Problem:
Pick out each line in the listing below that contains the string "slope", matching case, and copy those lines.

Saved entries
• • • • •

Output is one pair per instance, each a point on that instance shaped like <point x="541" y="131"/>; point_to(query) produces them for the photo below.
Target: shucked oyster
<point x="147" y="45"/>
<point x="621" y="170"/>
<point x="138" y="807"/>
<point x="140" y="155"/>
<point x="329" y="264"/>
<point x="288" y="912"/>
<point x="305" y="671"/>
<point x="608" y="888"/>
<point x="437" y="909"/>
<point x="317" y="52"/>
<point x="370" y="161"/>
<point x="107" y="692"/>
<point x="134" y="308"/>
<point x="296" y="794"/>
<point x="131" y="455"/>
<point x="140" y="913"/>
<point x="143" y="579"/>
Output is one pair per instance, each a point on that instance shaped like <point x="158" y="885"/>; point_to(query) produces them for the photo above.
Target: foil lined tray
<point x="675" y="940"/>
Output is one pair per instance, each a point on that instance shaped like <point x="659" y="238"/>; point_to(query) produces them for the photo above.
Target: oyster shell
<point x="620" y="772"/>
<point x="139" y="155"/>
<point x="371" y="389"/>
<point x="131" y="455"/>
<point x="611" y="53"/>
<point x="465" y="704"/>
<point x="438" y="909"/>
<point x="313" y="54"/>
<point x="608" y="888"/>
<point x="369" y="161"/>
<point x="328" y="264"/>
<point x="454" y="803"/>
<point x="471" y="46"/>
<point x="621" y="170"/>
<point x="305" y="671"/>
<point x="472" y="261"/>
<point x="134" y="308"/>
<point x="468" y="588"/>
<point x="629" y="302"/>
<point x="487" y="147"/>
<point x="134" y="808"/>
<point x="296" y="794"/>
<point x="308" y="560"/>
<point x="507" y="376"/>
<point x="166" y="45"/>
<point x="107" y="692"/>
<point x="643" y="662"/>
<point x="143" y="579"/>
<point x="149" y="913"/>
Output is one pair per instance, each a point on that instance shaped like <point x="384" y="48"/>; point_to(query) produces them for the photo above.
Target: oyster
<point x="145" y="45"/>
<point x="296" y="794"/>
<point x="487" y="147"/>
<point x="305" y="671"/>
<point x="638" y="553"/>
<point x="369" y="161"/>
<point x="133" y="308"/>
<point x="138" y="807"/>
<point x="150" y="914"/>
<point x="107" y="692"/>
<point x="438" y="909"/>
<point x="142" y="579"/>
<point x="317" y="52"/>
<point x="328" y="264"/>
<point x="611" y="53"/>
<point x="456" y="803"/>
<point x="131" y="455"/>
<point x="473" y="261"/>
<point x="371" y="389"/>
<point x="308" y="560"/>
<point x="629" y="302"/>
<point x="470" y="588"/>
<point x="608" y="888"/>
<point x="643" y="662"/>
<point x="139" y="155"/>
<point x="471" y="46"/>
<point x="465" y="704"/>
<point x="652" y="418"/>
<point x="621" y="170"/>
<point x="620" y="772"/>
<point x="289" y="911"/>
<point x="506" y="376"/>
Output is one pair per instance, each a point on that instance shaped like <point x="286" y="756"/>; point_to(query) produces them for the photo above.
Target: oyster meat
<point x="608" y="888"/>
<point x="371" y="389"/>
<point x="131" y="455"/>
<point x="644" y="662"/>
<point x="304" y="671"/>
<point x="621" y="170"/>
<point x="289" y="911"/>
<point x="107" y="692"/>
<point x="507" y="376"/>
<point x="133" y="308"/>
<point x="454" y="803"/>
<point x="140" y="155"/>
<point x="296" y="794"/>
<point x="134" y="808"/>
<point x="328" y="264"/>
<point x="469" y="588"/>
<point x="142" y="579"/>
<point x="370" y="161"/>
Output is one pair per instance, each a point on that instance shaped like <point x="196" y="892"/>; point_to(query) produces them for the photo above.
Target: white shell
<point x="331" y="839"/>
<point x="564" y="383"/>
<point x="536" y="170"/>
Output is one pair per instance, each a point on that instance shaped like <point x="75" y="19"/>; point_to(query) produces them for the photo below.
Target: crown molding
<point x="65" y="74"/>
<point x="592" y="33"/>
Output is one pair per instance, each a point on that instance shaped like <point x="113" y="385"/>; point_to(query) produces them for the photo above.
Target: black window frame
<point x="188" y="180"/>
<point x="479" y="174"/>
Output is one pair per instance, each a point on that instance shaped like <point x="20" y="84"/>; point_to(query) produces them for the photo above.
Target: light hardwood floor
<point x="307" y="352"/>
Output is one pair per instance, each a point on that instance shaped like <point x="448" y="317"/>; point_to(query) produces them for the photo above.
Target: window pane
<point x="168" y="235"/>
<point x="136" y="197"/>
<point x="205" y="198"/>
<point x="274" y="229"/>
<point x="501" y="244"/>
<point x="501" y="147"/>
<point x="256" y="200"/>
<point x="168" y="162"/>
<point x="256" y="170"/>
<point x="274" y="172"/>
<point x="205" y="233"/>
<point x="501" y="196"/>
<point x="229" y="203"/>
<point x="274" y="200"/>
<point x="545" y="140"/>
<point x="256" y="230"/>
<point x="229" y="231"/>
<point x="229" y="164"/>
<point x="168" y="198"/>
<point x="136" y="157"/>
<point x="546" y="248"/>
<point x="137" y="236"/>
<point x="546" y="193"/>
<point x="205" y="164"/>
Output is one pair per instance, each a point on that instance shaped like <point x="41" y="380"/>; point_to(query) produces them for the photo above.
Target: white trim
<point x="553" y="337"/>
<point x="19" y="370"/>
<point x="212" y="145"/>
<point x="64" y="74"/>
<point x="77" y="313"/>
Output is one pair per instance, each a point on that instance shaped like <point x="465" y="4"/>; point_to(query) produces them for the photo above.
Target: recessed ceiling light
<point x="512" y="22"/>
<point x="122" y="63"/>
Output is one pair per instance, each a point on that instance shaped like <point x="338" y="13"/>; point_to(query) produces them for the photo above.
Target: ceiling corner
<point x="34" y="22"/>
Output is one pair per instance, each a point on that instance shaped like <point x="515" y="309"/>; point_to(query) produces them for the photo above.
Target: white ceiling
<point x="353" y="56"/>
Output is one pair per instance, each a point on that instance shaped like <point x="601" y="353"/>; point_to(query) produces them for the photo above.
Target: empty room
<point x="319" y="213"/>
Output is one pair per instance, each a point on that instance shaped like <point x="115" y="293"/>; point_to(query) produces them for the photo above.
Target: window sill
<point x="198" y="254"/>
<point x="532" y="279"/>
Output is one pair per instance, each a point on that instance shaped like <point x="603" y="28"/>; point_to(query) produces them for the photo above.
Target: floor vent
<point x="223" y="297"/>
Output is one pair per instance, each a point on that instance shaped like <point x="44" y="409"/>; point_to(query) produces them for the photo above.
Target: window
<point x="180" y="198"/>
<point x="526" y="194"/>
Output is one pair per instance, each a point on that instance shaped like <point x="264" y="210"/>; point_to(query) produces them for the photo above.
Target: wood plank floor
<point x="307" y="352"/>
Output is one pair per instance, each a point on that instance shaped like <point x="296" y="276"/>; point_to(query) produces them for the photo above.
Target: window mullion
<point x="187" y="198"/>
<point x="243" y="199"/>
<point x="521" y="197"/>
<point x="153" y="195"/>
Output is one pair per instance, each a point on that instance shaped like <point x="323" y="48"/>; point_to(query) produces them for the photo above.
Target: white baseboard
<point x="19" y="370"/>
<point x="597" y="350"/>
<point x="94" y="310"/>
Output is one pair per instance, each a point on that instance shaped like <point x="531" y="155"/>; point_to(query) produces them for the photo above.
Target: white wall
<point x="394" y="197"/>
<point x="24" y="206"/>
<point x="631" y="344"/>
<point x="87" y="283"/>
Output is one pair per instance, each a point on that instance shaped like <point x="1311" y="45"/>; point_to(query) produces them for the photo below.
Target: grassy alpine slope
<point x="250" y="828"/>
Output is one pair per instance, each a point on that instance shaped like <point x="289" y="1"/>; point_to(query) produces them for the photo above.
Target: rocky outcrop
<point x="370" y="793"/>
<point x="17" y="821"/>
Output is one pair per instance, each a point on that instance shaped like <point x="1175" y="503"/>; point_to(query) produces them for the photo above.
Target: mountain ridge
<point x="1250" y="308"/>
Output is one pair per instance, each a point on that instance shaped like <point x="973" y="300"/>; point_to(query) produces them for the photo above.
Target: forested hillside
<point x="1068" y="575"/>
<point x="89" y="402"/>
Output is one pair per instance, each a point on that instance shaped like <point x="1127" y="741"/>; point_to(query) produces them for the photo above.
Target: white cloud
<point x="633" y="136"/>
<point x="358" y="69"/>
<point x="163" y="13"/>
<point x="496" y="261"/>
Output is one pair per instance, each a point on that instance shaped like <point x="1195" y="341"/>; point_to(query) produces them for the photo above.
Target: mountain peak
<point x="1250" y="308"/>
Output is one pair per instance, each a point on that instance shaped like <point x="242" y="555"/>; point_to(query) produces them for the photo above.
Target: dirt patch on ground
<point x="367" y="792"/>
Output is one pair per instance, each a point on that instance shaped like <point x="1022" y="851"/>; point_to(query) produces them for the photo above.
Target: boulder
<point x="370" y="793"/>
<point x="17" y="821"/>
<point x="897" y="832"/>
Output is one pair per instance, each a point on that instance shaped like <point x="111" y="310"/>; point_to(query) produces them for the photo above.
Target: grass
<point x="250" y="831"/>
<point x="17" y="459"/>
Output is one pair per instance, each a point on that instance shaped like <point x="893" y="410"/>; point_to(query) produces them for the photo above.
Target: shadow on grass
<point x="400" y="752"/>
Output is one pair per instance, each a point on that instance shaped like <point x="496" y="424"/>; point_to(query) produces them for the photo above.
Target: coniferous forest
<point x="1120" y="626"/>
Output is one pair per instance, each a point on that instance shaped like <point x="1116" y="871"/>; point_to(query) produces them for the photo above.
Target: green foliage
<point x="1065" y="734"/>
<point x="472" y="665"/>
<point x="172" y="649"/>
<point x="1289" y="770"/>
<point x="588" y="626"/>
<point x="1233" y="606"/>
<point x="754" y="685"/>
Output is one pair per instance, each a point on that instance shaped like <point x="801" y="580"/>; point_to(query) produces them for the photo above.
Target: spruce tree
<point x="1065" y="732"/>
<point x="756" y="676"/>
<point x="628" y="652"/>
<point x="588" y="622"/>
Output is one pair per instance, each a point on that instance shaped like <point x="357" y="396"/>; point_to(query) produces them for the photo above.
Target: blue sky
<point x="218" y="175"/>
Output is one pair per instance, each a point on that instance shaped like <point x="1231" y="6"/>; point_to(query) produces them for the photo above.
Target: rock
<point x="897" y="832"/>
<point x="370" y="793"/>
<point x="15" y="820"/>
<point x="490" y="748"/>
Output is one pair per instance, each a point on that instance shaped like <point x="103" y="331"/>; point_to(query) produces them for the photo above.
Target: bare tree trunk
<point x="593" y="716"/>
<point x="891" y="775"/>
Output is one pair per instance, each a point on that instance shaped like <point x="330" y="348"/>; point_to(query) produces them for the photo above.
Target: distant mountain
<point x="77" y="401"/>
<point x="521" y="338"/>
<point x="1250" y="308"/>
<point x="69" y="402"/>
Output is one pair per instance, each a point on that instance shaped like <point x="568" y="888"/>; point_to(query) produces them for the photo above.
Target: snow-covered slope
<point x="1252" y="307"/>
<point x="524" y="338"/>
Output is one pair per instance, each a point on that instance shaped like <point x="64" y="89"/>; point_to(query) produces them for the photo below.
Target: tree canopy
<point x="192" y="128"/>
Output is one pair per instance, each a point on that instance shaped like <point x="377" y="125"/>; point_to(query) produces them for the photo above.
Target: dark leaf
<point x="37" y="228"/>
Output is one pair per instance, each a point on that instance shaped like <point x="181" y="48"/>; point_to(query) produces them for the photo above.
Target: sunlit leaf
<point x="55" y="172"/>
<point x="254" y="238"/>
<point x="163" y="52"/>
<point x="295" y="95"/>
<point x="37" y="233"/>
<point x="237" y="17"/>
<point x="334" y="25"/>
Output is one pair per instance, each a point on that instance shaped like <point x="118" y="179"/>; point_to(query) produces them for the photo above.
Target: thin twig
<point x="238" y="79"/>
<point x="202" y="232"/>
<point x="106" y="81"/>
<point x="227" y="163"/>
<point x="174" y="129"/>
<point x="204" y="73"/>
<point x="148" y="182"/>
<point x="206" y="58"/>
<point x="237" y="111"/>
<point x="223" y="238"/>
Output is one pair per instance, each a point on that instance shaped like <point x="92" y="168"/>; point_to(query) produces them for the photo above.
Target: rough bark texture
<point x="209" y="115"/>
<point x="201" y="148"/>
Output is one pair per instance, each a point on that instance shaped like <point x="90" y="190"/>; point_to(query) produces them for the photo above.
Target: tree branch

• • • • •

Solution for this problem:
Target: grassy alpine slope
Target: snow-covered slope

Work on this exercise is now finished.